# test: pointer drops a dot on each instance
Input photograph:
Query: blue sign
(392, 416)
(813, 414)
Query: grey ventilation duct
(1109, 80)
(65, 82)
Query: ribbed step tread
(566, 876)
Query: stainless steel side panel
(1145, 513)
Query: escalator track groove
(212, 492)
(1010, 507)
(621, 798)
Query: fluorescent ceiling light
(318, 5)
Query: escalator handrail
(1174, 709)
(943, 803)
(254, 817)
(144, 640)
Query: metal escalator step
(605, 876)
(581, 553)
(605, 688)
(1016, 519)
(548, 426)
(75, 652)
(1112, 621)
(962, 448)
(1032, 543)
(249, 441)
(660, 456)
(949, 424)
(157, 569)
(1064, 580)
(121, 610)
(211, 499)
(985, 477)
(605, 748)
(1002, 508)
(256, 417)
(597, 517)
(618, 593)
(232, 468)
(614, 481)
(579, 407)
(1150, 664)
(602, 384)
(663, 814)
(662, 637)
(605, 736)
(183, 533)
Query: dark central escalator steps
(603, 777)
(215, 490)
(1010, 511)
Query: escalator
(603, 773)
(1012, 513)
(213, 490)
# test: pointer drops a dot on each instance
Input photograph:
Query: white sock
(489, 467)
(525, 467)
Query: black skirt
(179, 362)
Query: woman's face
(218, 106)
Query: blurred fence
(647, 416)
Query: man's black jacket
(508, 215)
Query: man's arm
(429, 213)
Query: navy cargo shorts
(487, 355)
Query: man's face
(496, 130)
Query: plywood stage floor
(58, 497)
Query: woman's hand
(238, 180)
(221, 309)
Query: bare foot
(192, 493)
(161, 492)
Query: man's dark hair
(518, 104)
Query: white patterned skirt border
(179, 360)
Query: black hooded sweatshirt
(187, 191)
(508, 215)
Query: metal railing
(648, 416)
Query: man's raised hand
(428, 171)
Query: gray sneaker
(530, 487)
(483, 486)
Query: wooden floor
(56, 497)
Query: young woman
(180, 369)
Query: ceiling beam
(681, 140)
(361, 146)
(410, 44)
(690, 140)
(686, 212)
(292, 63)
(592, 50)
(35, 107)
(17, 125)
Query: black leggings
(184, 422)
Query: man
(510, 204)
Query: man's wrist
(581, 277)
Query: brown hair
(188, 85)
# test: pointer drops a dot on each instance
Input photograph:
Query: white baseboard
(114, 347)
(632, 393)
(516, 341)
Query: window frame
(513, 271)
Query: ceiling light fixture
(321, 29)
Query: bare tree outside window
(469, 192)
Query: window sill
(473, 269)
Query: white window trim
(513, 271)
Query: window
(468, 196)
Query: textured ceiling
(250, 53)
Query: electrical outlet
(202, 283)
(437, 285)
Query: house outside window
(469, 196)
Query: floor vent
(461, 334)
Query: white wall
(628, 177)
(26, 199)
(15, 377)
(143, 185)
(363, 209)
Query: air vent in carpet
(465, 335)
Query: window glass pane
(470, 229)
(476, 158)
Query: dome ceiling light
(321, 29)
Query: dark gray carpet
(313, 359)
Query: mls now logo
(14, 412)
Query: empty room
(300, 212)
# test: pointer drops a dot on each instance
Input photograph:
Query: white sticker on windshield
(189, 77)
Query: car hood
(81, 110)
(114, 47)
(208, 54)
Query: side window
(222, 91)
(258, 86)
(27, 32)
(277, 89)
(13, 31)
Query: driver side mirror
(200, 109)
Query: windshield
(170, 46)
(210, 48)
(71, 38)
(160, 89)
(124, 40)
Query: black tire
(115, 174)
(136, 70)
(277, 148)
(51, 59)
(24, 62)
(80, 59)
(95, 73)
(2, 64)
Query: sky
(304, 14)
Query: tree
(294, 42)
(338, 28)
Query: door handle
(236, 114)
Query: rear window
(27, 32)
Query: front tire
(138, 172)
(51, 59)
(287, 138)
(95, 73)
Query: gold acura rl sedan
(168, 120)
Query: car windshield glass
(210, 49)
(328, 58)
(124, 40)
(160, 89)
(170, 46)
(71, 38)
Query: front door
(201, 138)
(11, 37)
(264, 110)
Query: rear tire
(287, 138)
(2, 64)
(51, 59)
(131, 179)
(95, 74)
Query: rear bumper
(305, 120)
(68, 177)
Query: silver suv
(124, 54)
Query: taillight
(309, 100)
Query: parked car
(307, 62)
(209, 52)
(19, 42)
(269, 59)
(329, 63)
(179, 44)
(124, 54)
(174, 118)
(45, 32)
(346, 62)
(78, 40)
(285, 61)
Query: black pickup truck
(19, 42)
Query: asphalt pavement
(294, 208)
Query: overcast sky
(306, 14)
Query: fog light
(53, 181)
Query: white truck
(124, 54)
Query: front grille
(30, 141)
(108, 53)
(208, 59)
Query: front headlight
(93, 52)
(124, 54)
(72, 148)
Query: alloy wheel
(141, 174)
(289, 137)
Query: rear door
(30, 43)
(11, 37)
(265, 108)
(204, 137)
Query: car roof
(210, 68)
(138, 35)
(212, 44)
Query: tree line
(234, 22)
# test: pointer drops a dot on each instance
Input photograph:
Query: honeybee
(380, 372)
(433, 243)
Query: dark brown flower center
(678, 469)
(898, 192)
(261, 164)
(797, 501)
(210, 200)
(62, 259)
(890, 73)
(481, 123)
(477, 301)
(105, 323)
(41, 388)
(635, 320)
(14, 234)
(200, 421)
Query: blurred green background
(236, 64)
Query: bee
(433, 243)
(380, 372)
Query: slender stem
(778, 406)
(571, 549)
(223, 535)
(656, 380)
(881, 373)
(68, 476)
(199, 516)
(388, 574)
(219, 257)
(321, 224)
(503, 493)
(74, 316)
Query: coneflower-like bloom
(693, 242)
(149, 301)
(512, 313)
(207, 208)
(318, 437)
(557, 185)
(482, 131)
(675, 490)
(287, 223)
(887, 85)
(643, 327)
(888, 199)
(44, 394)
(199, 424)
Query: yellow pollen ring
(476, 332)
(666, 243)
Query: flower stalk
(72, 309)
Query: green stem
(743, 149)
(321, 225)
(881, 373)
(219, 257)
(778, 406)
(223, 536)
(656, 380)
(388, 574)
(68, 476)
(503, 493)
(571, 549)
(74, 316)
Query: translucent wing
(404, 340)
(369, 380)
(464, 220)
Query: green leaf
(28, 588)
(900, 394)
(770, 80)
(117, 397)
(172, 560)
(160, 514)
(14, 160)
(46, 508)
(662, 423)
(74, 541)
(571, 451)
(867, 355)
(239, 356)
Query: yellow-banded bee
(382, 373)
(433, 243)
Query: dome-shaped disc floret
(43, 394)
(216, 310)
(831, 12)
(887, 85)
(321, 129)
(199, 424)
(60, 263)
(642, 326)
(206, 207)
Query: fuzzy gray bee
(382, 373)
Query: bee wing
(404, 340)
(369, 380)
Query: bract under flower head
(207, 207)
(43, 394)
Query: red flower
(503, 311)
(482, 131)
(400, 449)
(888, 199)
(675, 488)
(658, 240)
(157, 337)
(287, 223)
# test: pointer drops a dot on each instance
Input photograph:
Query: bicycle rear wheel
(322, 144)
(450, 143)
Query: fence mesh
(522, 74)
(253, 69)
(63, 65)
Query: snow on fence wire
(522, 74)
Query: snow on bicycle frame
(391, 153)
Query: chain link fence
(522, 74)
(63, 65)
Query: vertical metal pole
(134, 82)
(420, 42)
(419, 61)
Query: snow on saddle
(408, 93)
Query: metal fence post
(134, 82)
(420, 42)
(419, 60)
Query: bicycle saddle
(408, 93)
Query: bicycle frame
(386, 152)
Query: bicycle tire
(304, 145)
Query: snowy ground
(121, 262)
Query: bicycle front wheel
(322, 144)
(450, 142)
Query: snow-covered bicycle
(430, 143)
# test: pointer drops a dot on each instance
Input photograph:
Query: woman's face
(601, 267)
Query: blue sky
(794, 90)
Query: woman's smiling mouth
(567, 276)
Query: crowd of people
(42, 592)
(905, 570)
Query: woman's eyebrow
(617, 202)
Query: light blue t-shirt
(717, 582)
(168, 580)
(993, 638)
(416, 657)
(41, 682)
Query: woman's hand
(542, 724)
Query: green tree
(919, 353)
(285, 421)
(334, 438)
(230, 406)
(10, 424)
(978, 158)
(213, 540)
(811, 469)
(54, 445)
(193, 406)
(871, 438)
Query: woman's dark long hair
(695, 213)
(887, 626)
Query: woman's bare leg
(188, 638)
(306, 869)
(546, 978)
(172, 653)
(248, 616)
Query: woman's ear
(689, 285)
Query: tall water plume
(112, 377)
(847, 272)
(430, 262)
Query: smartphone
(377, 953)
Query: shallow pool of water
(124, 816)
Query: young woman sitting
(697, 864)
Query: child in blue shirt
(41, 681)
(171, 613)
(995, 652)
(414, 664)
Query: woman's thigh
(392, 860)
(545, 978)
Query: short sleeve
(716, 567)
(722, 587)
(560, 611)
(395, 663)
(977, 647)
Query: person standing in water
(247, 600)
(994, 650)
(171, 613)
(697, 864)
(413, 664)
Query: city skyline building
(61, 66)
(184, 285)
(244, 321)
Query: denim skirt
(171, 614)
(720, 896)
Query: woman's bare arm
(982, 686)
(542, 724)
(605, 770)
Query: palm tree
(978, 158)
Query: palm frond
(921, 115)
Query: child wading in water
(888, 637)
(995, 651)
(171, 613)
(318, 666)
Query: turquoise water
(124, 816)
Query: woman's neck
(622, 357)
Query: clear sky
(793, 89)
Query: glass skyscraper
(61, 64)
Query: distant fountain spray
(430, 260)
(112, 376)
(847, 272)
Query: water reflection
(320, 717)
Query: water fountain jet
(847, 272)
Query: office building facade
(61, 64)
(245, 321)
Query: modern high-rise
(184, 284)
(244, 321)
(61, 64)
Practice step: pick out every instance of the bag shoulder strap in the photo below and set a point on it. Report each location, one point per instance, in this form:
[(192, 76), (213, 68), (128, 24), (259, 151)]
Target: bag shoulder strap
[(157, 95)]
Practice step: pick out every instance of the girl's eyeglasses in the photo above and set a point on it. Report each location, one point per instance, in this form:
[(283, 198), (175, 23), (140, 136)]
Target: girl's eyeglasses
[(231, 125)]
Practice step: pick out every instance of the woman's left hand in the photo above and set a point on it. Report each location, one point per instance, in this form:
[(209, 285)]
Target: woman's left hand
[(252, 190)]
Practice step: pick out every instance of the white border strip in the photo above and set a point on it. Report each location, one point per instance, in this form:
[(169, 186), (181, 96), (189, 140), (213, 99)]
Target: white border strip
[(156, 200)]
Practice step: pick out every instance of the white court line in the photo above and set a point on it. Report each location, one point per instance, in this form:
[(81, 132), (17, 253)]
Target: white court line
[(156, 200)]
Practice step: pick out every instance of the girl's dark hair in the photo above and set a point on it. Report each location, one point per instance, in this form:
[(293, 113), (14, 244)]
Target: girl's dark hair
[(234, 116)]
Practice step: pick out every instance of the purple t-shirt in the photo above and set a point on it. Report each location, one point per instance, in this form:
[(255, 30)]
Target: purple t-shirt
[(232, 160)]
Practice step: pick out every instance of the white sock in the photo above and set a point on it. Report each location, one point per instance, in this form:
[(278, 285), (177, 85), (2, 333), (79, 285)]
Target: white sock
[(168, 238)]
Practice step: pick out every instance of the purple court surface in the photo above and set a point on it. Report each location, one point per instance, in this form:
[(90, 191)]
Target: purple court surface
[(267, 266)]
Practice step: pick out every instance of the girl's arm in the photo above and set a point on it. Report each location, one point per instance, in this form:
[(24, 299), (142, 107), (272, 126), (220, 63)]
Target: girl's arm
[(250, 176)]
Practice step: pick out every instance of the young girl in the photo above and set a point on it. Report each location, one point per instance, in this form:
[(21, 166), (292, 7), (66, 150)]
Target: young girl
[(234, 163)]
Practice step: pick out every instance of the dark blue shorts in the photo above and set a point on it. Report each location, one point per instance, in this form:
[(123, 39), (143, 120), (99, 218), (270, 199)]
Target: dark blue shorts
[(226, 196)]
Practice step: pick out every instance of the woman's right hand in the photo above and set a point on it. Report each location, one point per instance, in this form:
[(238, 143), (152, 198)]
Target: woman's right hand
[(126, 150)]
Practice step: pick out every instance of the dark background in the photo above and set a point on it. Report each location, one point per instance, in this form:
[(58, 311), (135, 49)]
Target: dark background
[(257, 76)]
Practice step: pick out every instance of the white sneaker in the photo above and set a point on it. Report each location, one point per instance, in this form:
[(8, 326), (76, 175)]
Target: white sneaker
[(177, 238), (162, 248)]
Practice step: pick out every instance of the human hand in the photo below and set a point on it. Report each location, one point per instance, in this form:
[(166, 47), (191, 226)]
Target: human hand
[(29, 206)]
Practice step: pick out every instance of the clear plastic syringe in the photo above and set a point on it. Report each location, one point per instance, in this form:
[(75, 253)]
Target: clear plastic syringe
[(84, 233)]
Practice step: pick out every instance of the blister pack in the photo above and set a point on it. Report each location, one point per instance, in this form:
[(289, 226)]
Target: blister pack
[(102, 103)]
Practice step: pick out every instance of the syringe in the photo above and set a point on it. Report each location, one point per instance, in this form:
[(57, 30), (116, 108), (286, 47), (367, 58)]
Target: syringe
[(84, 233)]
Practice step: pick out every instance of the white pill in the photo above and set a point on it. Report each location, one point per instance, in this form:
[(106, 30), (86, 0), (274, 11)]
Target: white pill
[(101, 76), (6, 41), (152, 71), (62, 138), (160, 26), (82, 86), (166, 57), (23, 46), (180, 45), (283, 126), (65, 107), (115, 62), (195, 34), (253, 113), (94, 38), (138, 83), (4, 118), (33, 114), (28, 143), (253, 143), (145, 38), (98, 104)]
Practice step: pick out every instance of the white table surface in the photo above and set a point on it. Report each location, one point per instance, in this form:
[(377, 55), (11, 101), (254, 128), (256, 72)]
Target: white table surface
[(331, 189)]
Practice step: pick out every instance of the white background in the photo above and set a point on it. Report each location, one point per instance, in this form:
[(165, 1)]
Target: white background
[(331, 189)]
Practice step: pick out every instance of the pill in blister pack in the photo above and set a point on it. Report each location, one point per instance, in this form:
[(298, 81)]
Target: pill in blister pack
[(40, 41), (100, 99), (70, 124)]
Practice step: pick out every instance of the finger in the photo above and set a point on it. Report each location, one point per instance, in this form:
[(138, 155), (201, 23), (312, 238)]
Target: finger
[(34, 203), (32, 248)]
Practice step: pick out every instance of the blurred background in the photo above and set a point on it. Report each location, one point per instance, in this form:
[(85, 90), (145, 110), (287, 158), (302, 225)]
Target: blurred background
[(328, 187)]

= = = = = = =

TASK BRIEF
Look through the records and copy down every line that holds "below".

ANSWER FOR THE TASK
Practice step: pick out every instance of the bag shoulder strap in the photo below and set a point on it. Report each location, one point per instance, in this form:
Practice step: pick out every instance of the human hand in the photo below and set a point on it. Report each location, one point per instance, in this form:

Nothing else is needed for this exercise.